§ **Written exercise**
Switch every "bbox" in the records below to "box", and reproduce all the lines with nothing else altered.

========

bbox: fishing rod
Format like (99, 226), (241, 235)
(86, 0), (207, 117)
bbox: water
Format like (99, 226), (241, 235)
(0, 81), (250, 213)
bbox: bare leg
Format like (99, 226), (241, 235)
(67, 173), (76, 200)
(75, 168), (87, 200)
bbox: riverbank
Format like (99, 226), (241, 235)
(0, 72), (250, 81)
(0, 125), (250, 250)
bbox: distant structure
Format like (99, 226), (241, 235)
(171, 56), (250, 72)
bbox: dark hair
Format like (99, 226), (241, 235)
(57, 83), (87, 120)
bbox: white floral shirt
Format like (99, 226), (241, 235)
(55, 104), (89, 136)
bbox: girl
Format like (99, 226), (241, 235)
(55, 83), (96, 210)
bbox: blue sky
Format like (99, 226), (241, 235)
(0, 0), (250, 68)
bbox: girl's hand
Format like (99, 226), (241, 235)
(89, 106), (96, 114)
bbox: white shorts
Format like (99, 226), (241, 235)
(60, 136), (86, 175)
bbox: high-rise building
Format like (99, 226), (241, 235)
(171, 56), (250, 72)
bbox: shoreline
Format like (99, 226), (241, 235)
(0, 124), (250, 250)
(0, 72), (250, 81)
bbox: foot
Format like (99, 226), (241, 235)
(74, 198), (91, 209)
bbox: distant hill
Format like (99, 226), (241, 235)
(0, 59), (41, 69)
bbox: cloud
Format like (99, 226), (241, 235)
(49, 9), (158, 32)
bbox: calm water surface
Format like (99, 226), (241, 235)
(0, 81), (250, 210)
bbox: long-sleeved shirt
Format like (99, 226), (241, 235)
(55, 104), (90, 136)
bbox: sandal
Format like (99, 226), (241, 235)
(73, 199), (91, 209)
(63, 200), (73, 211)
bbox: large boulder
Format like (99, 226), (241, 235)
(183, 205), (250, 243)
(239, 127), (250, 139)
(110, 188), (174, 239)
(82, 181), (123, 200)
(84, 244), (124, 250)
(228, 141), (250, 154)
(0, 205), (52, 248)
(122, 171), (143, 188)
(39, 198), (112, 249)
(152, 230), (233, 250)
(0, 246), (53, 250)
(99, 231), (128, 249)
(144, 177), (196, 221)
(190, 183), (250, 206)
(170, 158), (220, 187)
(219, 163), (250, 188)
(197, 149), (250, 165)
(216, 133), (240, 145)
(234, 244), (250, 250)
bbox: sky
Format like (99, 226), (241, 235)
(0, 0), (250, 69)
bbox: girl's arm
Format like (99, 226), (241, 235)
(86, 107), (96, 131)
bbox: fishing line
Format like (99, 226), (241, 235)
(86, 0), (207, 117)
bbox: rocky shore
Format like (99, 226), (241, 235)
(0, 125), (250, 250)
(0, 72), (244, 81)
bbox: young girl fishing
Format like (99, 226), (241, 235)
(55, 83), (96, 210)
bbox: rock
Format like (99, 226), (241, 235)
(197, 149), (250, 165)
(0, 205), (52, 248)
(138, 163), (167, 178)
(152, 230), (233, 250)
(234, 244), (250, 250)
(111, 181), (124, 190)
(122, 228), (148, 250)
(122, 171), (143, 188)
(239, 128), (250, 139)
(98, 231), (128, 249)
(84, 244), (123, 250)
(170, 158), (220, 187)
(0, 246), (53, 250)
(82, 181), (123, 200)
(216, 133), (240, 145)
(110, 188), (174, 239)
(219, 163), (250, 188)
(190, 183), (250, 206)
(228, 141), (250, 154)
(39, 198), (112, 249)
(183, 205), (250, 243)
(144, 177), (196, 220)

========

§ **Answer below**
box: fishing rod
Format like (99, 226), (241, 235)
(86, 0), (207, 117)
box: water
Format like (99, 226), (241, 235)
(0, 81), (250, 213)
box: bare leg
Format like (99, 226), (241, 235)
(67, 173), (76, 200)
(75, 168), (87, 200)
box: riverbank
Format like (99, 226), (241, 235)
(0, 72), (250, 81)
(0, 125), (250, 250)
box: distant structure
Format like (99, 226), (241, 235)
(171, 56), (250, 72)
box: dark hair
Format like (99, 226), (241, 235)
(57, 83), (87, 120)
box: white floral shirt
Format like (99, 226), (241, 235)
(55, 104), (89, 136)
box: girl
Format like (99, 226), (241, 235)
(55, 83), (96, 210)
box: blue sky
Format like (99, 226), (241, 235)
(0, 0), (250, 68)
box: girl's hand
Format like (99, 226), (241, 235)
(89, 106), (96, 114)
box: white shorts
Format like (99, 226), (241, 235)
(60, 136), (86, 175)
box: high-rise building
Format like (99, 226), (241, 235)
(171, 56), (250, 72)
box: shoreline
Format like (99, 226), (241, 235)
(0, 124), (250, 250)
(0, 72), (250, 81)
box: foot
Format like (99, 226), (241, 235)
(74, 198), (91, 209)
box: distant hill
Format like (99, 226), (241, 235)
(0, 59), (41, 69)
box: cloud
Format like (99, 226), (241, 235)
(49, 9), (158, 32)
box: calm water surface
Format like (99, 226), (241, 235)
(0, 81), (250, 210)
box: long-sleeved shirt
Format like (99, 226), (241, 235)
(55, 104), (90, 136)
box: sandal
Format like (99, 226), (241, 235)
(73, 199), (91, 209)
(63, 200), (73, 211)
box: large boulder
Format like (99, 226), (241, 235)
(183, 205), (250, 243)
(239, 127), (250, 139)
(110, 188), (174, 239)
(82, 181), (123, 200)
(84, 244), (124, 250)
(228, 141), (250, 154)
(0, 205), (52, 248)
(122, 171), (143, 188)
(39, 198), (112, 249)
(152, 230), (233, 250)
(0, 246), (53, 250)
(99, 231), (128, 249)
(144, 177), (196, 221)
(190, 183), (250, 206)
(170, 158), (220, 187)
(219, 163), (250, 188)
(197, 149), (250, 165)
(216, 133), (240, 145)
(234, 244), (250, 250)
box: sky
Format like (99, 226), (241, 235)
(0, 0), (250, 69)
box: girl's arm
Format like (99, 226), (241, 235)
(86, 107), (96, 131)
box: fishing line
Format like (99, 226), (241, 235)
(86, 0), (207, 117)
box: rocky shore
Format like (99, 226), (241, 235)
(0, 125), (250, 250)
(0, 72), (244, 81)
box: young girl fishing
Format like (99, 226), (241, 235)
(55, 83), (96, 210)
box: rock
Format like (99, 226), (241, 235)
(197, 149), (250, 165)
(0, 205), (52, 248)
(138, 163), (167, 178)
(152, 230), (233, 250)
(234, 244), (250, 250)
(111, 181), (124, 190)
(122, 228), (148, 250)
(122, 171), (143, 188)
(239, 128), (250, 139)
(98, 231), (128, 249)
(84, 244), (123, 250)
(170, 158), (220, 187)
(0, 246), (53, 250)
(82, 181), (123, 200)
(216, 133), (240, 145)
(110, 188), (174, 239)
(219, 163), (250, 188)
(190, 183), (250, 206)
(228, 141), (250, 154)
(39, 198), (112, 249)
(183, 205), (250, 243)
(144, 177), (196, 220)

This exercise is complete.